18 replies to this topic

[harshad katre]

Dear All,
I am studying LPG vaporizer system. I want to check the heat transfer through LPG vaporizer to calculate thermal efficiency. I am giving the parameters to calculate the efficiency.

LPG In at 30⁰C, 6 kg/cm²
Out at 70⁰C, 4 kg/cm²
Flow=200kg/hr

Water In at 70⁰C
Out at 58⁰C
Flow= 15 m³/hr, pressure=2.5kg/cm²

Please give me the calculation steps.

Thanking You

[Art Montemayor]

Harshad:

What you are proposing cannot be carried out as a heat transfer operation. It is impossible. Therefore, the efficiency is not applicable.

You are dealing with what you call “LPG”. This, in the USA, is a mixture of liquid butane and propane – usually 50% weight by each. Its formal name is Liquefied Petroleum Gas and it exists in the saturated, liquid state, usually stored in what we call “bullet” storage vessels. These vessels are normally designed for 300 – 350 psig and ambient temperature service. Pay careful attention to what I just wrote: the mixture of hydrocarbon gases exists as SATURATED LIQUID. I have written about this very subject on many past threads, stressing the fact that this is a saturated liquid and has to be dealt with as such.

Therefore, you cannot vaporize the saturated liquid at any other pressure except at its own saturated temperature – whatever that happens to be. We usually install a vaporizer besides a storage tank where the vaporizer is gravity fed by the tank and the vaporized portion is piped up to the vapor space of the storage tank. The product vapor is withdrawn from the tank vapor space and the vaporizing fluid (or other heat source) is regulated by the pressure in the storage tank. This is a very simple and trouble-free operation. HOWEVER, your heat source must be at a higher temperature level than the saturated temperature of the liquid LPG in order to have heat transfer. You need a DRIVING FORCE. At present, you have no driving force (you are trying to create LPG vapor at 70 ^oC by using water at 70 ^oC. That will never work.

Additionally, as I stated, you cannot create a vaporized LPG at a different pressure than that of its saturation pressure – whatever that turns out to be according to its temperature. It is only AFTER you vaporize the LPG at its saturated pressure that you regulate that pressure down to the desired level you need. That is the way LPG is vaporized.

By the way, how did you arrive at the flow rates for BOTH the LPG and the hot water? Please show us how you came up with those figures.

[harshad katre]

Sir,
I am attaching one file containing the general system diagram which i am studying. Please help me to find out how can i show heat released= heat absorbed.

Regards,
Harshad

Attached Files

•  Book1.xlsx   13.98KB   326 downloads

[Art Montemayor]

Harshad:

You told us you are studying an LPG vaporizer system and you want to check the heat transfer through the LPG vaporizer to calculate thermal efficiency. You gave us the parameters you intend to use to calculate the efficiency and then you submitted your block diagram, asking how you can show that the heat released equals the heat absorbed.

I made several comments and raised some questions in my prior post. You have not responded to these comments and questions, and have probably ignored them. This is not a good way to obtain help and recommendations from engineers who are trying to help you and know the answer to your query. Please address the detailed PFD and comments I have added to your worksheet. Note how my graphic depicts exactly what I wrote in my prior post. It is simple, direct, and it works. It is a system working around the world for a long time. This is the way it is done in industry.

* [SET OF TASKS]:
**A)** From the LPG vaporizer thread, return the part that opens with the words containing "What you are" and closes with "with as such.".
**B)** Answer these questions from the LPG vaporizer thread.
(i) What LPG flow rate does the first post give?
(ii) What pressure range are the "bullet" storage vessels normally designed for?
(iii) What is the name of the attached file?

* [SUPPLIED INFORMATION]:

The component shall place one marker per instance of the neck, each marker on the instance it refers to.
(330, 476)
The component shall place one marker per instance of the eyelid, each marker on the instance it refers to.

* [TASK RESULTS]:
**A)**
What you are proposing cannot be carried out as a heat transfer operation. It is impossible. Therefore, the efficiency is not applicable.

You are dealing with what you call “LPG”. This, in the USA, is a mixture of liquid butane and propane – usually 50% weight by each. Its formal name is Liquefied Petroleum Gas and it exists in the saturated, liquid state, usually stored in what we call “bullet” storage vessels. These vessels are normally designed for 300 – 350 psig and ambient temperature service. Pay careful attention to what I just wrote: the mixture of hydrocarbon gases exists as SATURATED LIQUID. I have written about this very subject on many past threads, stressing the fact that this is a saturated liquid and has to be dealt with as such.

**B)**
(i) 200 kg/hr
(ii) 300 – 350 psig
(iii) Book1.xlsx